> _WHAT THE EXERCISE ASKS_: Can you lay out the listing as a numbered list, from its start through the line containing "88V72H243V89L242 93H238L236 105L248", both ends included and blank lines omitted? Leave the pictures out.

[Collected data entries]
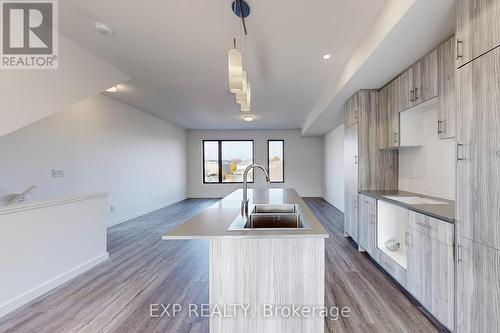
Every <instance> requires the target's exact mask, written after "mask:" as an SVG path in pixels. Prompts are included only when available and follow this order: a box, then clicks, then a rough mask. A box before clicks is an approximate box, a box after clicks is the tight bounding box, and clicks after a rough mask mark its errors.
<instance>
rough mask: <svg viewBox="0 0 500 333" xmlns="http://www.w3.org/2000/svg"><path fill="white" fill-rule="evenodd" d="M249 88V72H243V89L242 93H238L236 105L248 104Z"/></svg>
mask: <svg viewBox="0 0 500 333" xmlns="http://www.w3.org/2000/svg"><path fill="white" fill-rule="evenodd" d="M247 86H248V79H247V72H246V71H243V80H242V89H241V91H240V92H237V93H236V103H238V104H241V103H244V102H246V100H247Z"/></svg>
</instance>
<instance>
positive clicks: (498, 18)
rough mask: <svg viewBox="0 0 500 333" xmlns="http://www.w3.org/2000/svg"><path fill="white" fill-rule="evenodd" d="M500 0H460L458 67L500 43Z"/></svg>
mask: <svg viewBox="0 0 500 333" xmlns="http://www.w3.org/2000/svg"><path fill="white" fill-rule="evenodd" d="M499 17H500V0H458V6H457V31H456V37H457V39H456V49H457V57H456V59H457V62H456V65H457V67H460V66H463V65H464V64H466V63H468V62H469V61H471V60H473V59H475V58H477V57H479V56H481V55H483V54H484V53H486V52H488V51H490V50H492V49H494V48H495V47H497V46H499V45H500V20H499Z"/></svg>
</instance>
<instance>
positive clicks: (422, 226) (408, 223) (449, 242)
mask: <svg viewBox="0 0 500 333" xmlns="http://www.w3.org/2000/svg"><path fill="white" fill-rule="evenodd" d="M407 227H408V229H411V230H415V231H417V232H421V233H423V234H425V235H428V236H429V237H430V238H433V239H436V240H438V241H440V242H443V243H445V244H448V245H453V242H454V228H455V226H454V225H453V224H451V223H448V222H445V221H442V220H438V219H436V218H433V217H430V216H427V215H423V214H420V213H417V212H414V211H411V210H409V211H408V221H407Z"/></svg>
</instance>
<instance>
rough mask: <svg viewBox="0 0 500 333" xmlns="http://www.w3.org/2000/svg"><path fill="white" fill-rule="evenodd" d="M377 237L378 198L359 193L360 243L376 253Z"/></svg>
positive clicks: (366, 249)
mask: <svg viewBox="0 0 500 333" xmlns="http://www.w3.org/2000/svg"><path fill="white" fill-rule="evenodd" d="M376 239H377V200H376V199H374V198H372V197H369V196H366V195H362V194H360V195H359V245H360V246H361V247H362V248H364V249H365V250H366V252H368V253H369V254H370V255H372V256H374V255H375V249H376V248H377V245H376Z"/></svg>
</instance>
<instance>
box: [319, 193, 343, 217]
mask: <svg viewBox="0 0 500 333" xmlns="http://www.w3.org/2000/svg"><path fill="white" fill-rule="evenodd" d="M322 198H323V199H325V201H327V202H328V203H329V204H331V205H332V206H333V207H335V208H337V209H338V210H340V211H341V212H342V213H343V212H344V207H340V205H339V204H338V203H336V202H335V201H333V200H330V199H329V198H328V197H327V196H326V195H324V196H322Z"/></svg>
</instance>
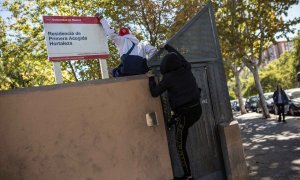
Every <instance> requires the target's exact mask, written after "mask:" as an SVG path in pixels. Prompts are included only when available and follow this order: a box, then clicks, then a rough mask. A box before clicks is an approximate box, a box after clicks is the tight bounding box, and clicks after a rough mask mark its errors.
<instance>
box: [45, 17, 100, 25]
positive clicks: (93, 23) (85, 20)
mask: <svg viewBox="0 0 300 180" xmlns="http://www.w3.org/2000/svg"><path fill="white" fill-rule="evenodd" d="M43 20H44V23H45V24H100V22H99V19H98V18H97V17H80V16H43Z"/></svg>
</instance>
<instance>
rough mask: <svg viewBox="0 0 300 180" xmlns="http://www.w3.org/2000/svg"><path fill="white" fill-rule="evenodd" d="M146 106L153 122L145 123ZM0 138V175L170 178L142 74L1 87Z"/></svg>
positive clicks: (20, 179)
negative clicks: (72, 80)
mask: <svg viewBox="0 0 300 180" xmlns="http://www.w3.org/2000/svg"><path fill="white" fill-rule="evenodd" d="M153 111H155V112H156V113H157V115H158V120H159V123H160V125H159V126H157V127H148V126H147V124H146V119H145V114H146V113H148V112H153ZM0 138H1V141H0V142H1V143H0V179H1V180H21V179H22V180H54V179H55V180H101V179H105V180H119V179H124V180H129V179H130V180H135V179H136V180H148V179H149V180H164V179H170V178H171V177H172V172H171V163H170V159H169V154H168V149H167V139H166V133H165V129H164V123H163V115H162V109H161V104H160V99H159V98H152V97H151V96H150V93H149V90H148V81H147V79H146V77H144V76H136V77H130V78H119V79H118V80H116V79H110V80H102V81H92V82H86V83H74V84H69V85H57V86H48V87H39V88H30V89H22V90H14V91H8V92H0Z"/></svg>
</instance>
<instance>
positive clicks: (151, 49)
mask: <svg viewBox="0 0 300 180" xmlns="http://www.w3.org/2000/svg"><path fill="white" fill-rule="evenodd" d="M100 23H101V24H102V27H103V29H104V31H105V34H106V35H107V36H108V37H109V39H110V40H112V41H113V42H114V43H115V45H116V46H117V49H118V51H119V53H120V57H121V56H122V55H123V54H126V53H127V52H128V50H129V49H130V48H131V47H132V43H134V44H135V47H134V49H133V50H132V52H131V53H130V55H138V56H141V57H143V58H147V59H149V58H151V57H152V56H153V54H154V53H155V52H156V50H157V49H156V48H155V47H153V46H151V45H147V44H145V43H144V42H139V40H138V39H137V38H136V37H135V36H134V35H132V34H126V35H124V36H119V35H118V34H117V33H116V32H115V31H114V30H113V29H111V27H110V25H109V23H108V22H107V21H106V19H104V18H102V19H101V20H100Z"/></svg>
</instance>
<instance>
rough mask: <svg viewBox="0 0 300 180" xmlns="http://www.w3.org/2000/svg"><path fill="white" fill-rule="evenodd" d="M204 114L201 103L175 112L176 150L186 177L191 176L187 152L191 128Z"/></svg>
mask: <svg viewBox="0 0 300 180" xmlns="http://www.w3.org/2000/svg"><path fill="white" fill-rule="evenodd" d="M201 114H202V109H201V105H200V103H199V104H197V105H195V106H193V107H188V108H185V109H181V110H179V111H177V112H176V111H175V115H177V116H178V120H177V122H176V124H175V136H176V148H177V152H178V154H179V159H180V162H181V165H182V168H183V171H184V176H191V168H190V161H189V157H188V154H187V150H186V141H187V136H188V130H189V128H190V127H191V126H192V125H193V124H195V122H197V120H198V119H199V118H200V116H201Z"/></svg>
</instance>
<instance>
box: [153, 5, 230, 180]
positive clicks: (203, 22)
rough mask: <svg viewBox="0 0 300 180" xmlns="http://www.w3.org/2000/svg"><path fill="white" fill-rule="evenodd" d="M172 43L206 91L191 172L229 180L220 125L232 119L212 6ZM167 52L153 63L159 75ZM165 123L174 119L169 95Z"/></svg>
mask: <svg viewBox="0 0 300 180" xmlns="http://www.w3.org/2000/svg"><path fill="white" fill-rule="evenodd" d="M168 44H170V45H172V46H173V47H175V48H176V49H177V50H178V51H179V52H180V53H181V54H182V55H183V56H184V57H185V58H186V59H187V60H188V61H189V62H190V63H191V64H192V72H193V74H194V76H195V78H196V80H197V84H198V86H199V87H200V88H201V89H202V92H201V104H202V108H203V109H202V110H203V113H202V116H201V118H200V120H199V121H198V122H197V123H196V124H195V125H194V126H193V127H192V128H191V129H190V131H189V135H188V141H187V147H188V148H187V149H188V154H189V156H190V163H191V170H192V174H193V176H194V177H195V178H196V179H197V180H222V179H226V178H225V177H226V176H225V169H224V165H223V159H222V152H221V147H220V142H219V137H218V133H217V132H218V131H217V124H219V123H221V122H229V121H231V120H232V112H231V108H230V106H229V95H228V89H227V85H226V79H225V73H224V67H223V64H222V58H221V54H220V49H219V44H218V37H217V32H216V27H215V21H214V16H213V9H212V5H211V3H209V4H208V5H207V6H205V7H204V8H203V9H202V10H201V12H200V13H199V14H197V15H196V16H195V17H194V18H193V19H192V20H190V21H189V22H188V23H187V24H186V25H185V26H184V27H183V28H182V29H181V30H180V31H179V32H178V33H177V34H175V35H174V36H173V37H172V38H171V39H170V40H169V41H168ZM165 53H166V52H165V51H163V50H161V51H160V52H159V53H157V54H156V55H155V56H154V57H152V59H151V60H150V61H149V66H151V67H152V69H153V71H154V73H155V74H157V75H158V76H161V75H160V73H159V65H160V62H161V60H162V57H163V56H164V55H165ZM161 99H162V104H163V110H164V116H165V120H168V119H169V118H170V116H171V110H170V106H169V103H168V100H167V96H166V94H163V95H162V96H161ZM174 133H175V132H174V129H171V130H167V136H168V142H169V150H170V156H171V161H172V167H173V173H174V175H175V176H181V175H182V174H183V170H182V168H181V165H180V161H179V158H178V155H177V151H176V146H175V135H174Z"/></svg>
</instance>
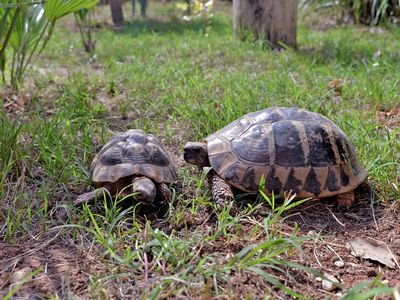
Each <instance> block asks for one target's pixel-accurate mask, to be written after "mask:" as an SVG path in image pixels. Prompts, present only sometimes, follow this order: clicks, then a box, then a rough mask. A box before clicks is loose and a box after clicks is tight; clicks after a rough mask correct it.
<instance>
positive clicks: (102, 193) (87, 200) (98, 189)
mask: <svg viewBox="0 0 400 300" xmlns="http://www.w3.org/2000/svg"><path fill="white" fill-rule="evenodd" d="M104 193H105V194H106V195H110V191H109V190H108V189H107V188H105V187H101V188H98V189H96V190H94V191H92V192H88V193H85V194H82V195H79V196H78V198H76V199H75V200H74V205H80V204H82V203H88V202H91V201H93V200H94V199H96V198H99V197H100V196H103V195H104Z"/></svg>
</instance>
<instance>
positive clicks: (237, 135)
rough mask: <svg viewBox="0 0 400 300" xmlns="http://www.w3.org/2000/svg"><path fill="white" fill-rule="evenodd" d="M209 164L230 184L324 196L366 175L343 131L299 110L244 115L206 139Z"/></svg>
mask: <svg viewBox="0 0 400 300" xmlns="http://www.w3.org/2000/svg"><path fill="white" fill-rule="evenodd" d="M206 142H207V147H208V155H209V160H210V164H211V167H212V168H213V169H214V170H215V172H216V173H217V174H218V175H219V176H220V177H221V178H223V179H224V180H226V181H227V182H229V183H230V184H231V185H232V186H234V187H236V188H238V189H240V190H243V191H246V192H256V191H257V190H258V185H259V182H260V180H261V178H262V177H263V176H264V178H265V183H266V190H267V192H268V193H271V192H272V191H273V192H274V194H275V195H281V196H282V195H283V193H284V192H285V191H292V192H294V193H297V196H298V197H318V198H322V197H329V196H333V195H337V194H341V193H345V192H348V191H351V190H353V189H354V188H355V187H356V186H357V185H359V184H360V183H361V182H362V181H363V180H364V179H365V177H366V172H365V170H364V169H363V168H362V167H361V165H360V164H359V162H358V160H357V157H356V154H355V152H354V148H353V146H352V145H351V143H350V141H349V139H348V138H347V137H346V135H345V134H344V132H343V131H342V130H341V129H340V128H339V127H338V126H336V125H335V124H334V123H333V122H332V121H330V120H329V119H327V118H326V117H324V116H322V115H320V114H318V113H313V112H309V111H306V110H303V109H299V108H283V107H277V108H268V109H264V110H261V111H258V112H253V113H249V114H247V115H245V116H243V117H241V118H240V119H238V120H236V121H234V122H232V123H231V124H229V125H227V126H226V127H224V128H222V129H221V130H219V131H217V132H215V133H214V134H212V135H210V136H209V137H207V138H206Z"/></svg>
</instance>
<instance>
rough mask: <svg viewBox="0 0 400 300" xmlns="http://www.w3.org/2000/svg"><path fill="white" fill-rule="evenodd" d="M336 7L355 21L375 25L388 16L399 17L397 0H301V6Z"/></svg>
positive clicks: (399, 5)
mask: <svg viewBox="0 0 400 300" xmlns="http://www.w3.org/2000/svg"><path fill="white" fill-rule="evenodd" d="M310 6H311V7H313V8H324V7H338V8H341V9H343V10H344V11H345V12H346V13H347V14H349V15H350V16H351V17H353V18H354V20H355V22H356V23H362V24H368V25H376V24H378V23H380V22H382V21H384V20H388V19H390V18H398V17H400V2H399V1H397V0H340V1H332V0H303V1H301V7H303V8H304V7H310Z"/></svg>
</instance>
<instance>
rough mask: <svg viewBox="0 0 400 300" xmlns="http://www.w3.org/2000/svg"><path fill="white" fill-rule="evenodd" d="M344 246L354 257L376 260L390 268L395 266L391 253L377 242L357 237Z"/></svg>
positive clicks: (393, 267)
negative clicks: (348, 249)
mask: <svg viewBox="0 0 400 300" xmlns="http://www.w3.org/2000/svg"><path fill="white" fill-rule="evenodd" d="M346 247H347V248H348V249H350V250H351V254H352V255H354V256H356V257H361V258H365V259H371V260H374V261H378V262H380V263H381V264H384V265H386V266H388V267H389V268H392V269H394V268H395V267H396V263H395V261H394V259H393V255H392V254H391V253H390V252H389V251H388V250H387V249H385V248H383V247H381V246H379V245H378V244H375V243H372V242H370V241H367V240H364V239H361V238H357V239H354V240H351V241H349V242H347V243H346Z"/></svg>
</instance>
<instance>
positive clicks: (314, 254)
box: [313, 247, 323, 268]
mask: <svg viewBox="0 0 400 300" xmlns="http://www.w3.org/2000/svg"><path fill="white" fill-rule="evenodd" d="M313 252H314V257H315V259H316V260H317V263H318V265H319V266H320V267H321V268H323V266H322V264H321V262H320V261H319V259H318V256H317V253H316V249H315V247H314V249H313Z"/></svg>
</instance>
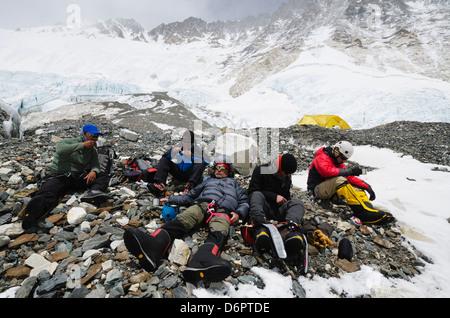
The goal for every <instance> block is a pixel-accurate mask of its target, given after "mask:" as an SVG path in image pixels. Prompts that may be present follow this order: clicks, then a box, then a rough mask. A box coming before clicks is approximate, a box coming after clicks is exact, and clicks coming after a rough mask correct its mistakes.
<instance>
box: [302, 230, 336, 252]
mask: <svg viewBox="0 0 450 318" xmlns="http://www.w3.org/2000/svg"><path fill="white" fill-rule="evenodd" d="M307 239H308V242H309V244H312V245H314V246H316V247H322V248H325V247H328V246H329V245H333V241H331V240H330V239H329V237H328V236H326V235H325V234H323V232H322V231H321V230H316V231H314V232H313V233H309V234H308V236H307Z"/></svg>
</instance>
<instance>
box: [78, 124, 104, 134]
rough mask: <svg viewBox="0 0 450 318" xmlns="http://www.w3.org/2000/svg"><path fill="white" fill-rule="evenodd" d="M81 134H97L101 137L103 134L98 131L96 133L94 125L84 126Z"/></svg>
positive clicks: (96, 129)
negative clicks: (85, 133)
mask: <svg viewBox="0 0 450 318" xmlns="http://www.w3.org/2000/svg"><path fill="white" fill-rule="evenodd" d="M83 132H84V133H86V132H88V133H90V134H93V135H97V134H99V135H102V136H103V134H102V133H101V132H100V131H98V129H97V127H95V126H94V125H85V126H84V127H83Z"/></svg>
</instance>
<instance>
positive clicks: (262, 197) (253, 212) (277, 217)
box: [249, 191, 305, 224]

> _EXPECTED ANSWER_:
1. Every <instance> requires the target's exact mask, written after "mask:" as an SVG path in pixels. Prompts are included only when available and follow this order: a box, then clicks, then a rough mask. A box before clicks is an approximate box, a box after clicks is the tight bounding box, and clicks after a rough mask mark its errors.
2. <instance>
3. rough mask: <svg viewBox="0 0 500 333" xmlns="http://www.w3.org/2000/svg"><path fill="white" fill-rule="evenodd" d="M249 88V72H243V89L242 93H238L236 105L248 104Z"/></svg>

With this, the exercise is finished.